* _DOCUMENT PASSAGE_:
In 2012, again with Grijalva as co-chair, the Progressive Caucus introduced the Budget for All, which is similar to the People's Budget and includes several new features, including a novel proposal to institute a small personal wealth tax above $10 million in net worth phased in over a period of five years. The proposal received 78 votes, all from Democrats, when the House considered it on March 29, 2012.

Deepwater Horizon and oil rig safety
On February 24, 2010, Grijalva wrote a letter signed by 18 other representatives calling for an investigation of the BP Atlantis offshore drilling platform due to whistleblower allegations that it was operating without approved safety documents. He has called for Atlantis to be shut down. Since the Deepwater Horizon oil spill on April 20, 2010, Grijalva has written letters to the Minerals Management Service and the Department of the Interior questioning current offshore drilling regulations and calling for stronger oversight of the oil industry.

* _EXERCISE DESCRIPTION_: Extract the full passage on Grijalva's budget proposals and oil rig safety, word for word. The rows that come next are from a different source than this passage.

* _INFORMATION SUPPLIED_:
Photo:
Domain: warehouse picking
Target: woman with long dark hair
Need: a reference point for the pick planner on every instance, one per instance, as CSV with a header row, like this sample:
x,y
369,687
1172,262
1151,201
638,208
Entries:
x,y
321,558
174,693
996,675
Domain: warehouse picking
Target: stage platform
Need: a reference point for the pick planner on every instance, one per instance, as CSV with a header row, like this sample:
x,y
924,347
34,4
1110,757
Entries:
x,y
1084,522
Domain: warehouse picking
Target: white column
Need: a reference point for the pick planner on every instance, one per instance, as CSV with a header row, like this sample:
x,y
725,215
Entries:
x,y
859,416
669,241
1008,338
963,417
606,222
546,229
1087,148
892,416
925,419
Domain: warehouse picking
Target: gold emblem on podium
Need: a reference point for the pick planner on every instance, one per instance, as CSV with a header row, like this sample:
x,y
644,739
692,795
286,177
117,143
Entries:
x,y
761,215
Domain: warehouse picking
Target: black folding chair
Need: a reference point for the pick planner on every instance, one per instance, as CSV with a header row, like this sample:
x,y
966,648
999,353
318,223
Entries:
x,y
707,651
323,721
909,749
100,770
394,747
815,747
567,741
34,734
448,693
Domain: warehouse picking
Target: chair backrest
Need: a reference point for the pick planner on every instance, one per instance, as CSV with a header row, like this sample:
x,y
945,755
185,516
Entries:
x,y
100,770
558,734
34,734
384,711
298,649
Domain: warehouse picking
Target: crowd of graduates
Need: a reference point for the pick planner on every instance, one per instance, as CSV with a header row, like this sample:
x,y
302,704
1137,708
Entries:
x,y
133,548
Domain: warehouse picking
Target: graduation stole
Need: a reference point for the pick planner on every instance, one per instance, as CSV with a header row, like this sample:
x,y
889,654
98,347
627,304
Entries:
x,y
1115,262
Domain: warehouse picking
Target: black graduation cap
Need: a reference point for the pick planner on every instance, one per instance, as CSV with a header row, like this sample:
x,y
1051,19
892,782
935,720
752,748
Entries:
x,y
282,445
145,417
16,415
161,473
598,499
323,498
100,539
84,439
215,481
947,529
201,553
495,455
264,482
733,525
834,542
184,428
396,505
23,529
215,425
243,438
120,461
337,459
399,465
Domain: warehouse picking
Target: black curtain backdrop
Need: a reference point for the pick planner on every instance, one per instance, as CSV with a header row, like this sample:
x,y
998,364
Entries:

* _RESPONSE TO THIS EXERCISE_:
In 2012, again with Grijalva as co-chair, the Progressive Caucus introduced the Budget for All, which is similar to the People's Budget and includes several new features, including a novel proposal to institute a small personal wealth tax above $10 million in net worth phased in over a period of five years. The proposal received 78 votes, all from Democrats, when the House considered it on March 29, 2012.

Deepwater Horizon and oil rig safety
On February 24, 2010, Grijalva wrote a letter signed by 18 other representatives calling for an investigation of the BP Atlantis offshore drilling platform due to whistleblower allegations that it was operating without approved safety documents. He has called for Atlantis to be shut down. Since the Deepwater Horizon oil spill on April 20, 2010, Grijalva has written letters to the Minerals Management Service and the Department of the Interior questioning current offshore drilling regulations and calling for stronger oversight of the oil industry.